Task details: Repeat the material exactly from its first line to the line that includes "Target: shadowed building facade". Skip pictures.
*** Material for the task ***
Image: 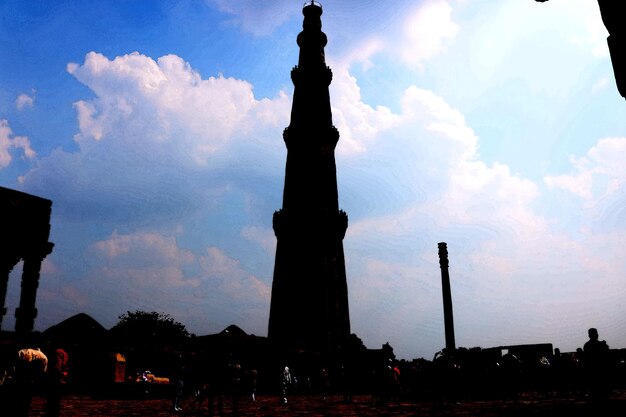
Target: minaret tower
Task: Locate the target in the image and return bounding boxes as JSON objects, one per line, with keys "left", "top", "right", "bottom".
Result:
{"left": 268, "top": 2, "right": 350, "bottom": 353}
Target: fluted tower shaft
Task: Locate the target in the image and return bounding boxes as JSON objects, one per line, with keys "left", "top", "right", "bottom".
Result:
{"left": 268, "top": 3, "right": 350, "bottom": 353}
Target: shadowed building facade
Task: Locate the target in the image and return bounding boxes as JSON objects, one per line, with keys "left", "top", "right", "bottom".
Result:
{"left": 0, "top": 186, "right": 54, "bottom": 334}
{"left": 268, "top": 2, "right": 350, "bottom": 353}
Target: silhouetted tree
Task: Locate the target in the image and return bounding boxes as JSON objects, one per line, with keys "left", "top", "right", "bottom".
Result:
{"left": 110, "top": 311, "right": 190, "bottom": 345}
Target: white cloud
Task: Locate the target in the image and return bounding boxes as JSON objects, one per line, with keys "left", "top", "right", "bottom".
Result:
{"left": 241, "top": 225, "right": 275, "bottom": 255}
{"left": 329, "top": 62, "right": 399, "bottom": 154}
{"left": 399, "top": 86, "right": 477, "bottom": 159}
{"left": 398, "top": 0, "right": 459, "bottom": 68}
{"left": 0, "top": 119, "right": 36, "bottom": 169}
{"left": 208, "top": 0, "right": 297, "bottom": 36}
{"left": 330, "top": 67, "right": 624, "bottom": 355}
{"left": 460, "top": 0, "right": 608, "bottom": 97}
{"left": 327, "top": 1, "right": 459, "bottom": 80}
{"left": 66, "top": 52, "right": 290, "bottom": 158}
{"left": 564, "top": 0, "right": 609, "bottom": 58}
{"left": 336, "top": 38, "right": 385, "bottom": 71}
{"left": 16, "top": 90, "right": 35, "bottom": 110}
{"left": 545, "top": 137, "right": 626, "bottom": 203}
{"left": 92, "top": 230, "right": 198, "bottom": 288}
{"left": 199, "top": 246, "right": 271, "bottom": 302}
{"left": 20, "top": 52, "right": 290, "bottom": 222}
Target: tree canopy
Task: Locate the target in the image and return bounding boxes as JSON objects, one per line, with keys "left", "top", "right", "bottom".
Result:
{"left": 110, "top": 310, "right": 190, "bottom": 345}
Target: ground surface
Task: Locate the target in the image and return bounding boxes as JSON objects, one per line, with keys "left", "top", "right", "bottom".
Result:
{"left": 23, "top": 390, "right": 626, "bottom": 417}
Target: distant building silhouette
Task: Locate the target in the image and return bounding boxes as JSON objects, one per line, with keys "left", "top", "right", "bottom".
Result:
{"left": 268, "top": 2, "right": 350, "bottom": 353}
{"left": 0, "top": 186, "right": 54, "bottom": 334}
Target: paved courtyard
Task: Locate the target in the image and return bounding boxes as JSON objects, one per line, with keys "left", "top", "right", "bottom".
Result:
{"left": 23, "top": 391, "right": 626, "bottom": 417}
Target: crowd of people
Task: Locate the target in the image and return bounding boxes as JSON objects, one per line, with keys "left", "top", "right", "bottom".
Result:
***
Response:
Image: 
Target: minaret tower
Task: Locate the target in the image and return bounding boxes as JSON objects, one per line, with keys "left", "top", "right", "bottom".
Result:
{"left": 268, "top": 2, "right": 350, "bottom": 353}
Target: fluted tower shaft
Task: Locate the target in the image and return bounding boxes as JSON objects, one per line, with keys "left", "top", "right", "bottom".
Result:
{"left": 268, "top": 3, "right": 350, "bottom": 353}
Target: shadowed building facade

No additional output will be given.